THE TASK -
Transcribe verbatim every line from the line containing "person. Write the coordinates, one line per instance." to the end of the entries, including both endpoints. Output nothing beyond those lines.

· · · · · · ·

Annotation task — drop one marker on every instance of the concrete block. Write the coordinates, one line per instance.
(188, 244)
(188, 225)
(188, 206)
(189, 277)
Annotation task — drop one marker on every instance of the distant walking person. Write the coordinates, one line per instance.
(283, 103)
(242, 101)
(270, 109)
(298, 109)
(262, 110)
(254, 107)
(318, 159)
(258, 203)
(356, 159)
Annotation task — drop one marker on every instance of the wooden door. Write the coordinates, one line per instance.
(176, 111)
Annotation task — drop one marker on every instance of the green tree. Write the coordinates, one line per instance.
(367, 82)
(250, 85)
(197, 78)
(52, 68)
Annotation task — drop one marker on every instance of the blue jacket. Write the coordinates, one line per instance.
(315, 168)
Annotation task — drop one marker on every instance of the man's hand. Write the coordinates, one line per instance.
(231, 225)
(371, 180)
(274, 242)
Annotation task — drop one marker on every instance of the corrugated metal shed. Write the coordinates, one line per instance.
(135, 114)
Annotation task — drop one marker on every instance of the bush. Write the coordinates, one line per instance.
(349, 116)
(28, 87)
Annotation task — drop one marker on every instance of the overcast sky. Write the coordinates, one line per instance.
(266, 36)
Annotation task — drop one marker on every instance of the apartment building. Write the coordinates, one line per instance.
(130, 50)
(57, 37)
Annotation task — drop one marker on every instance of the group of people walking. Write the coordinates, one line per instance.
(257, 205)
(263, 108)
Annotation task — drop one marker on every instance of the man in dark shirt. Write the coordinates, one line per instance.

· · · · · · ·

EXERCISE ANSWER -
Annotation task — drop one marker on every instance of the distant walking person. Write the coordinates, one line per instance.
(283, 103)
(242, 101)
(270, 109)
(298, 109)
(262, 110)
(254, 107)
(318, 159)
(258, 203)
(356, 159)
Annotation task — drop one marker on every instance of the wooden door. Write the coordinates, one line per instance.
(176, 111)
Annotation task — drop one marker on every instance of the green tree. Write the coordinates, one line per instance.
(367, 82)
(250, 85)
(197, 78)
(52, 68)
Annotation task — drop one marker on every instance of the blue jacket. Write the coordinates, one line per instance.
(315, 168)
Annotation task — drop one marker on every instance of the man's hand. Write the coordinates, one line per instance.
(231, 225)
(371, 180)
(274, 242)
Annotation task — drop one marker on every instance of the corrugated metal shed. Write the coordinates, one line per instance.
(135, 114)
Annotation task — drop one marker on every instance of the bush. Write the coordinates, one line per instance.
(349, 116)
(28, 87)
Annotation task — drop one marker on every instance of the overcast sky. Write the coordinates, one line per instance.
(266, 36)
Annotation task — drop one marker on every instance of the apartment building. Write the coordinates, one line per instance.
(130, 50)
(57, 37)
Annotation task — drop one marker on every instance of the group of people walking. Write the coordinates, one line per instance.
(257, 205)
(263, 108)
Annotation task — drop one marker on every instance of the man in dark shirt. Write the coordinates, one line per instance.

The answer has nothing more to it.